***** Data supplied *****

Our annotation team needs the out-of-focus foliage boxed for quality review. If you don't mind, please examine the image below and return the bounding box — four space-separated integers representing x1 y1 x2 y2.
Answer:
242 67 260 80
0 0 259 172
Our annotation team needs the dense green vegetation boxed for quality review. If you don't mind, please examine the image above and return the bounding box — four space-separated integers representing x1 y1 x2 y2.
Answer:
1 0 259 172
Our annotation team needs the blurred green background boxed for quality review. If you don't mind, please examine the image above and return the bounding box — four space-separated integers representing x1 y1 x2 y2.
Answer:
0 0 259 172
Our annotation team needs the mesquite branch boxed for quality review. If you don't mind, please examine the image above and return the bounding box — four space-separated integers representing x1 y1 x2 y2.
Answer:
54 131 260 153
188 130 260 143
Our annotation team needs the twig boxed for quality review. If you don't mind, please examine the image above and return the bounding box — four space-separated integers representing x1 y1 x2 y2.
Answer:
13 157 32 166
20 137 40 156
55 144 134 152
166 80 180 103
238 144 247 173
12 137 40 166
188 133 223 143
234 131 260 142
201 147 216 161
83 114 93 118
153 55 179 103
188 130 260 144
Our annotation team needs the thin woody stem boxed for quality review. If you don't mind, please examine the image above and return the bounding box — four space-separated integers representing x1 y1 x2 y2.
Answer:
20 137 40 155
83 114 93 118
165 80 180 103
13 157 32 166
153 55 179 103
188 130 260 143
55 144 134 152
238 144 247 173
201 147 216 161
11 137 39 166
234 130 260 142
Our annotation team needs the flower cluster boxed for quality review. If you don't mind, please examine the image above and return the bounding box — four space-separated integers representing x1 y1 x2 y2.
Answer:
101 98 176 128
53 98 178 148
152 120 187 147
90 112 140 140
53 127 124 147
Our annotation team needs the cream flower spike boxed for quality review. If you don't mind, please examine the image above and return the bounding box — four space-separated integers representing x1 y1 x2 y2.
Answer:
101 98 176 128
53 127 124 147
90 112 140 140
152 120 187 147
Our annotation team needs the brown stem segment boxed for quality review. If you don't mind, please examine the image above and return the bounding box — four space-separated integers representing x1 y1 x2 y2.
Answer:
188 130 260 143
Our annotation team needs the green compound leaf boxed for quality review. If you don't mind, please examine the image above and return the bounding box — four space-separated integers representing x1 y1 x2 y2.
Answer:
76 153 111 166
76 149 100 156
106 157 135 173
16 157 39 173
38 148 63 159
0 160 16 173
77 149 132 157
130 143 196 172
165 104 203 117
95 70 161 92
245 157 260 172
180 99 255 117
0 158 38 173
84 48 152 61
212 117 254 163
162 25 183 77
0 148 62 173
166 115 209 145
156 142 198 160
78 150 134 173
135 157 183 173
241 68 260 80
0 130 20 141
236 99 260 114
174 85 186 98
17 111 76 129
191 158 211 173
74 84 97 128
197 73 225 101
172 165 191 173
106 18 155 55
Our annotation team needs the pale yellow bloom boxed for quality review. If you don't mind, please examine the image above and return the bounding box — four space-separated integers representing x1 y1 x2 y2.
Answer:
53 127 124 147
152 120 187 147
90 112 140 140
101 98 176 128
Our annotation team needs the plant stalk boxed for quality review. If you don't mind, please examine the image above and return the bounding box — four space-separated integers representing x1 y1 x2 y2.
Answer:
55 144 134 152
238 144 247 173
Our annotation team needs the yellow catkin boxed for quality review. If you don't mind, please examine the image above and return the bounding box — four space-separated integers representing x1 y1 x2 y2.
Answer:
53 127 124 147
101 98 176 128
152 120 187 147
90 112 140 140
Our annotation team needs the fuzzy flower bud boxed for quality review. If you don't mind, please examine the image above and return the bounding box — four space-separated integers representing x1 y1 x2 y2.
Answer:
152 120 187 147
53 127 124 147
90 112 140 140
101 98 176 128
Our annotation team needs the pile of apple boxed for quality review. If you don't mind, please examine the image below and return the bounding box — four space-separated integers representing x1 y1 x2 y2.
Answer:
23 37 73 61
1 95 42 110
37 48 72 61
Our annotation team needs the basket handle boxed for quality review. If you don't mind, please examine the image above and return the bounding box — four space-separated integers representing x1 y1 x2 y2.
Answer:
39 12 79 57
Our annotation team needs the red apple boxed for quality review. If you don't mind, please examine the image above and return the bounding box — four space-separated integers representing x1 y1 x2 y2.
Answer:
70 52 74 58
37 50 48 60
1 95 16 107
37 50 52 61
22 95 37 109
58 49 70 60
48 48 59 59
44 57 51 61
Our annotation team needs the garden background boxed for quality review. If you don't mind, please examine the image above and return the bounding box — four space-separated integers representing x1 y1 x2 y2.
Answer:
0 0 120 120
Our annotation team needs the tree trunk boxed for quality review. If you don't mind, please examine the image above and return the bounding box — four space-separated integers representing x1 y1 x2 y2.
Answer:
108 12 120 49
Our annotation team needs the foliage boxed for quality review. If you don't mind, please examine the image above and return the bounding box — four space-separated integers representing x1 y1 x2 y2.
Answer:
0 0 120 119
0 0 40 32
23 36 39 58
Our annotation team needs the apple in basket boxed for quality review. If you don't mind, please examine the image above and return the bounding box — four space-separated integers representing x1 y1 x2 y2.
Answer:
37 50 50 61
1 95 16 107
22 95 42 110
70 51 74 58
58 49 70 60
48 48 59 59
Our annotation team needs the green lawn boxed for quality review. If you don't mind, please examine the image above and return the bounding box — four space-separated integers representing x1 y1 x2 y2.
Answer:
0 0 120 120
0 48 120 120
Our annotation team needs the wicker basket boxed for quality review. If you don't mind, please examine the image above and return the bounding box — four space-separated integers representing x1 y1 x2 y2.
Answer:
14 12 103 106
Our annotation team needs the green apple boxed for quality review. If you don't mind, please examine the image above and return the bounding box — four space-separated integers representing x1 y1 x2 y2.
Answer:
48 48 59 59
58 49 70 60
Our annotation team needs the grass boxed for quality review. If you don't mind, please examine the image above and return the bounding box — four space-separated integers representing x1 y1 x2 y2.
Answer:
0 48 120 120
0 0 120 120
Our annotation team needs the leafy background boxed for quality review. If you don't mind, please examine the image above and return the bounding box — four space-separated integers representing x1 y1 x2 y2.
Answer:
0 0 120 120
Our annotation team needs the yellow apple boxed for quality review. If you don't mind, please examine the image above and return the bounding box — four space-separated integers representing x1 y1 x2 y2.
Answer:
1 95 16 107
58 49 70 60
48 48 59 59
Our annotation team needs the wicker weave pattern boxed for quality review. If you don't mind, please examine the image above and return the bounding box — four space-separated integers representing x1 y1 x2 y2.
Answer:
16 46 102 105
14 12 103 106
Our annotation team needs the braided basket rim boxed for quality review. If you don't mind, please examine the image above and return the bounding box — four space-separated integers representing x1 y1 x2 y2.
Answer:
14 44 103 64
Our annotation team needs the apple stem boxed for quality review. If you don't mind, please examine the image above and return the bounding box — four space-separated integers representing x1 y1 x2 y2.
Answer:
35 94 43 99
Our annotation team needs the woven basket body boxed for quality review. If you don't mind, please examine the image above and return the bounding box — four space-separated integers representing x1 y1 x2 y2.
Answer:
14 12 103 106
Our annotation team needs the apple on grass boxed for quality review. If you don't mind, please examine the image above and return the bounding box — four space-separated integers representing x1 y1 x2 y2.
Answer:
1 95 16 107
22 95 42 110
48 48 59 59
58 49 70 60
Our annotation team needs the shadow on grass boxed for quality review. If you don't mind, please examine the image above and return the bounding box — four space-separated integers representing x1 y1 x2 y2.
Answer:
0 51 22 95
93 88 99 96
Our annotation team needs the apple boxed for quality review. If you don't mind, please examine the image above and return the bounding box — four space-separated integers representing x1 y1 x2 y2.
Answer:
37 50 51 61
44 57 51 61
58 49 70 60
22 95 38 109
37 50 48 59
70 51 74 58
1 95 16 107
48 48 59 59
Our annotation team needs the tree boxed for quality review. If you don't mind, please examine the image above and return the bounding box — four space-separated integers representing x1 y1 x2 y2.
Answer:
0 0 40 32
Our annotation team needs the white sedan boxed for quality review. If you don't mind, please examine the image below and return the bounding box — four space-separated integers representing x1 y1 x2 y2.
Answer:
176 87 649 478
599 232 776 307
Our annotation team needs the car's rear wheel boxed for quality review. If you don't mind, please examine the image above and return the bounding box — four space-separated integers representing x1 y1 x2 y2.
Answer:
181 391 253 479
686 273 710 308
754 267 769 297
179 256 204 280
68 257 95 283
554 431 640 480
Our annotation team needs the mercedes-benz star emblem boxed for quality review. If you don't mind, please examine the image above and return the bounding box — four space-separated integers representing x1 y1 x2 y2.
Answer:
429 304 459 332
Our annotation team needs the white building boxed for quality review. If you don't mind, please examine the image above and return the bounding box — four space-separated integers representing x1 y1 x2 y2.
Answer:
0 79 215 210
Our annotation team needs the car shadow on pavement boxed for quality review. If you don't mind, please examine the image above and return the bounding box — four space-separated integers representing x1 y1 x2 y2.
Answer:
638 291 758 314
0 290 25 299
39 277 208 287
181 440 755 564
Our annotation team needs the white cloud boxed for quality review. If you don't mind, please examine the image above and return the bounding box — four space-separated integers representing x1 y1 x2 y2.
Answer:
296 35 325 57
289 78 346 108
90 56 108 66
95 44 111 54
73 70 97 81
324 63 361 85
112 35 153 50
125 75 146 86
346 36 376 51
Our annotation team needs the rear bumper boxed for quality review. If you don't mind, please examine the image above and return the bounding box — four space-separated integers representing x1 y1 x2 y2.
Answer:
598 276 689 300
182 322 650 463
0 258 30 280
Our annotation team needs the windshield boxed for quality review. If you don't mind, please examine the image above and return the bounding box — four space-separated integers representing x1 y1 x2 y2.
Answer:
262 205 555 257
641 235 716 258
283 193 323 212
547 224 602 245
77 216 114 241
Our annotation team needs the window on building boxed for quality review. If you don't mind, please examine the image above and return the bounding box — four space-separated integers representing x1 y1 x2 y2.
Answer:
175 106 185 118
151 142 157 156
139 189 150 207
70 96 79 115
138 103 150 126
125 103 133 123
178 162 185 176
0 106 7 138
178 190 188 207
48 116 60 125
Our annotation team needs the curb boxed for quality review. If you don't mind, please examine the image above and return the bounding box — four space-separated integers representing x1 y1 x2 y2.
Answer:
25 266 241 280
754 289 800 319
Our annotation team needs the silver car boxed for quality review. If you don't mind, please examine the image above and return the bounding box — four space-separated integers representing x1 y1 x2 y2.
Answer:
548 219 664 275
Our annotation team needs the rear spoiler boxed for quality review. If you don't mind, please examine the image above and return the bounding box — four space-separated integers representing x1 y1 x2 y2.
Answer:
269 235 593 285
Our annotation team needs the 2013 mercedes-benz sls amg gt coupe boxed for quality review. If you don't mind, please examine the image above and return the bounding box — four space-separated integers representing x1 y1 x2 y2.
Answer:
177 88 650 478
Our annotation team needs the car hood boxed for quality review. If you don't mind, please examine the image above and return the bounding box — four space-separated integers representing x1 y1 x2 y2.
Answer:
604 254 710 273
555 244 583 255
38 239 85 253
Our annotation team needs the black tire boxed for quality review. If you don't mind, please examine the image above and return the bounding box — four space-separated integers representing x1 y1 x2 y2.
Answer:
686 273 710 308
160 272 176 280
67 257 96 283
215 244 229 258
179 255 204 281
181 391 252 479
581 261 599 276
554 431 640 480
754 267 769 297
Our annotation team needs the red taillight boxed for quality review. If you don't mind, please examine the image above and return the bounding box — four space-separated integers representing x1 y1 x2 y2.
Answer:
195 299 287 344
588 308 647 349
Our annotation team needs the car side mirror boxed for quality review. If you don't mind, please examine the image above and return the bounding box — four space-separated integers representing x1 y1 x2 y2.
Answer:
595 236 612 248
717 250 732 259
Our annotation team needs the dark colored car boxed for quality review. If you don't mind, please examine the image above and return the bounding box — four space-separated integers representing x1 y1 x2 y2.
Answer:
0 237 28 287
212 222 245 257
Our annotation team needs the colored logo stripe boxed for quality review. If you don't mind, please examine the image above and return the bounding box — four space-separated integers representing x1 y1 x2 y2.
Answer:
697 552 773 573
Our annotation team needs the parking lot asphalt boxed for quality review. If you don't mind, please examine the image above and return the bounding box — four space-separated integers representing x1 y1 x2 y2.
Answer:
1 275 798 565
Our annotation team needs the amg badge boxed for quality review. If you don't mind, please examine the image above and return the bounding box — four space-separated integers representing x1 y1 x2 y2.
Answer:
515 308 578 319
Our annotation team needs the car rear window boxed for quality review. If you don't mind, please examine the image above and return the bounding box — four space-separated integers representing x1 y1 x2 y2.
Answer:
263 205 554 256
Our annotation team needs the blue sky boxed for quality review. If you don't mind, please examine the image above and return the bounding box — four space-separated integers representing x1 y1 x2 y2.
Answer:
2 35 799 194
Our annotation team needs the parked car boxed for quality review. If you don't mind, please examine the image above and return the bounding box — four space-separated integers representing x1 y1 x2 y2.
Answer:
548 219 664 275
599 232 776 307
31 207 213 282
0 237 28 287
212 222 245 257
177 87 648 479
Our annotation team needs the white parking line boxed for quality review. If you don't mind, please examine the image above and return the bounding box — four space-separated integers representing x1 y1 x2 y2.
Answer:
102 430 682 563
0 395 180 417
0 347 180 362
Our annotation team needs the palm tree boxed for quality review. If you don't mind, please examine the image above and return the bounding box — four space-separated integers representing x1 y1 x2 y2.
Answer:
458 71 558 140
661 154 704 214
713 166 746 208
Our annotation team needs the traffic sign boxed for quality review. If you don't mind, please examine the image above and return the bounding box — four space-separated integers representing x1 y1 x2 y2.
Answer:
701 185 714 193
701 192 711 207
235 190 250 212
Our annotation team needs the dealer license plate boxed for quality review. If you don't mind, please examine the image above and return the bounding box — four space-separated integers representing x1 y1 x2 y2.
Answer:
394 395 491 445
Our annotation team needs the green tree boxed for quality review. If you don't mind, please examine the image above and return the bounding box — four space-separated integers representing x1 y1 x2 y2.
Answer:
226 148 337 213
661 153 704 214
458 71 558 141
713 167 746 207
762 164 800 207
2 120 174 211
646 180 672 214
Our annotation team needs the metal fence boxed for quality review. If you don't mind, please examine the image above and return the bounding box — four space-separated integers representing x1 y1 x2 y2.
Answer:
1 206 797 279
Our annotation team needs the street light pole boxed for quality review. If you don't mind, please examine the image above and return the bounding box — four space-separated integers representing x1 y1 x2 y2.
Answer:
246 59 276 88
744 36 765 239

*****

__What the task requires__: From the data above, output only the lines between the line containing "Our annotation team needs the blue" and the line containing "Our annotation team needs the metal", inclusive, exactly as written.

__Answer section__:
Our annotation team needs the blue sky boxed for quality review. If you don't mind, please examine the image above and return the bounding box — four space-separated integers representing x1 y1 x2 y2.
Answer:
2 35 799 194
Our annotation team needs the parked car boxed for quality review. If you don't mind, please examine the image above and return the bounding box — four space-separated integers representing x1 y1 x2 y2.
Answer:
548 219 664 275
599 232 776 307
31 207 213 282
0 237 28 287
212 222 245 257
177 87 648 479
Our annotation team needs the white parking line boxed for quality review. If you don't mind, please examine the image above and return the bounding box — four space-separated integers representing x1 y1 x2 y2.
Answer:
102 430 682 563
0 395 180 417
0 347 180 362
Our annotation team needs the palm tree boxed for quality review. If you don't mind, please examine the image above and return the bounding box — four space-separated integers representing x1 y1 x2 y2.
Answer:
458 71 558 140
661 154 704 214
713 166 746 208
Our annotation team needs the traffic sign boxed for quality review. If you don't mind, please examine the image above and return the bounding box — four space-separated integers representing x1 y1 x2 y2.
Answer:
701 185 714 193
701 192 711 207
235 190 250 212
Our annotation team needs the dealer license plate boxed for quality review. If you don't mind, please examine the image above and return the bounding box — four space-separated integers representing x1 y1 x2 y2.
Answer:
394 395 491 445
Our annotation team needs the green tree boxed for quality review. If you don't mind, please examine the image above and return the bounding box — four space-separated integers representing x1 y1 x2 y2.
Answer:
226 148 337 213
661 153 704 214
458 71 558 141
713 167 746 207
762 164 800 207
2 120 174 211
646 180 672 214
Our annotation team needs the metal fence boxed for quality review. If you don't mind, please examine the image above and return the bounding box — four space-separated integers representing x1 y1 x2 y2.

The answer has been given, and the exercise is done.